### Recorded information:
=-=-=-=-=

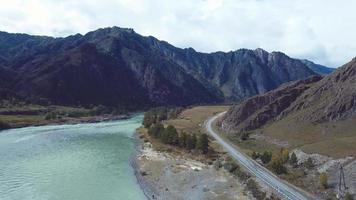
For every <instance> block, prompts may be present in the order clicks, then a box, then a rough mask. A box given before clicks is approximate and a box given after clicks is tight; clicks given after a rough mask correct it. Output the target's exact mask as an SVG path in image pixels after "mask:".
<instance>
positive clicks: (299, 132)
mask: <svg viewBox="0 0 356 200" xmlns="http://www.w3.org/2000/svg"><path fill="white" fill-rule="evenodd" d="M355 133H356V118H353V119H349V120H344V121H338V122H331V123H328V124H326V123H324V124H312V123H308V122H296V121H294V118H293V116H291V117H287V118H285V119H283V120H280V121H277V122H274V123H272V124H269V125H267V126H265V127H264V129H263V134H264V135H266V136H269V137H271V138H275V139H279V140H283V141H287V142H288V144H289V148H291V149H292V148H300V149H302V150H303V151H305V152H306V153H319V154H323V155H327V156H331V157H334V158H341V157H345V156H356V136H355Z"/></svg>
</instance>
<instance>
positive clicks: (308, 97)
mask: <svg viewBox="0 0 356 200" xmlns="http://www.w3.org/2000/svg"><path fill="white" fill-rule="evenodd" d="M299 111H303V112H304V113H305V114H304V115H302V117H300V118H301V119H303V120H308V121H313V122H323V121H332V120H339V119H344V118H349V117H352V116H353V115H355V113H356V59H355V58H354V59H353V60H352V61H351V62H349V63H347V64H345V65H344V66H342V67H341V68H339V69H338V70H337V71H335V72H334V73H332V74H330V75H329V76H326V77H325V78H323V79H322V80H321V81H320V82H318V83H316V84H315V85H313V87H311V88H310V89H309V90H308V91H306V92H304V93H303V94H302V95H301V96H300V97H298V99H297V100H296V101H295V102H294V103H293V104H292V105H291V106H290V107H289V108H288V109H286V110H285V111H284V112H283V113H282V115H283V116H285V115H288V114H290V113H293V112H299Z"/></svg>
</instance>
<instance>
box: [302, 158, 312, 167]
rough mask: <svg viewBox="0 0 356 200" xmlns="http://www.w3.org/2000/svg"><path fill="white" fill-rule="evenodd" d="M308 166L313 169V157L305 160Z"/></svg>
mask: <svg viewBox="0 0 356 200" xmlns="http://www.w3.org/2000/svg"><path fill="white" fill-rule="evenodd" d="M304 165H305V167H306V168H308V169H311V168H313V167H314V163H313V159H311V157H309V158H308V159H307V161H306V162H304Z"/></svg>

=-=-=-=-=

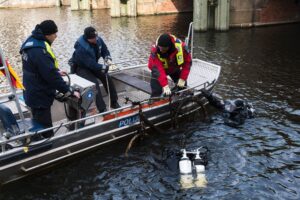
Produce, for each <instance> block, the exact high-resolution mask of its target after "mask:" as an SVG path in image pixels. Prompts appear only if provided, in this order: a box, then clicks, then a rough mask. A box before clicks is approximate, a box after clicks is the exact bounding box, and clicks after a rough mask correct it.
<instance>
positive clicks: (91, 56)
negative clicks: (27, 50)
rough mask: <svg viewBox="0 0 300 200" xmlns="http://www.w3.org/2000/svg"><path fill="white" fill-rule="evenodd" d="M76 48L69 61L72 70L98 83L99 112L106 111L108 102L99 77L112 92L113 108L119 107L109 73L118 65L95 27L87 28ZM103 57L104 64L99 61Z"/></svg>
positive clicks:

=-=-=-=-=

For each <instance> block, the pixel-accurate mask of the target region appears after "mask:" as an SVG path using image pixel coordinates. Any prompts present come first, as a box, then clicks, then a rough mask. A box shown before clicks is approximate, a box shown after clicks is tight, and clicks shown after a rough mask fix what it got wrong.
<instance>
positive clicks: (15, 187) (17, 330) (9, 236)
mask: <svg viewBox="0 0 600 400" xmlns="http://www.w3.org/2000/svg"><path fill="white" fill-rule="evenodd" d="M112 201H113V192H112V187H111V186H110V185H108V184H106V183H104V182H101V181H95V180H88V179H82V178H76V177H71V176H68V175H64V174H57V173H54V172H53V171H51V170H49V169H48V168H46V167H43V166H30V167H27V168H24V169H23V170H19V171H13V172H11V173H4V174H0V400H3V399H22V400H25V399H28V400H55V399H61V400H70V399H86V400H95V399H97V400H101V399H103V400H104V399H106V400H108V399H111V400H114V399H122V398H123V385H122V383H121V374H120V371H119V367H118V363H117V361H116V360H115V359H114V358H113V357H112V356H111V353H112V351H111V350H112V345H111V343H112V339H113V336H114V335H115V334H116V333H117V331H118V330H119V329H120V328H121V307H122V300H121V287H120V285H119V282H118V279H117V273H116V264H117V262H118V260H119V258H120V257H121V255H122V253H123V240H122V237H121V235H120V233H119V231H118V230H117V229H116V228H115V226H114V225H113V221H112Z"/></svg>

=-=-=-=-=

### Task goal:
Please go through the data and copy each line containing the word "tight".

### Solution to the exercise:
For every <instance> block, prompts may be present in the order clicks, then a box, then a rough mask. A box given before clicks is approximate and a box given after clicks is tight; clicks given after a rough mask correct it. Output the target's exact mask as an SVG path in image pixels after "mask:".
For each <instance> block, the pixel-accurate mask of the target region appears after "mask:" as an SVG path using image pixel coordinates. Any prompts present come first, as a box, then clicks, then a rough mask. A box shown before clicks is approximate, a box shown after clicks is tight, and clicks shown after a rough mask fix what it got wrong.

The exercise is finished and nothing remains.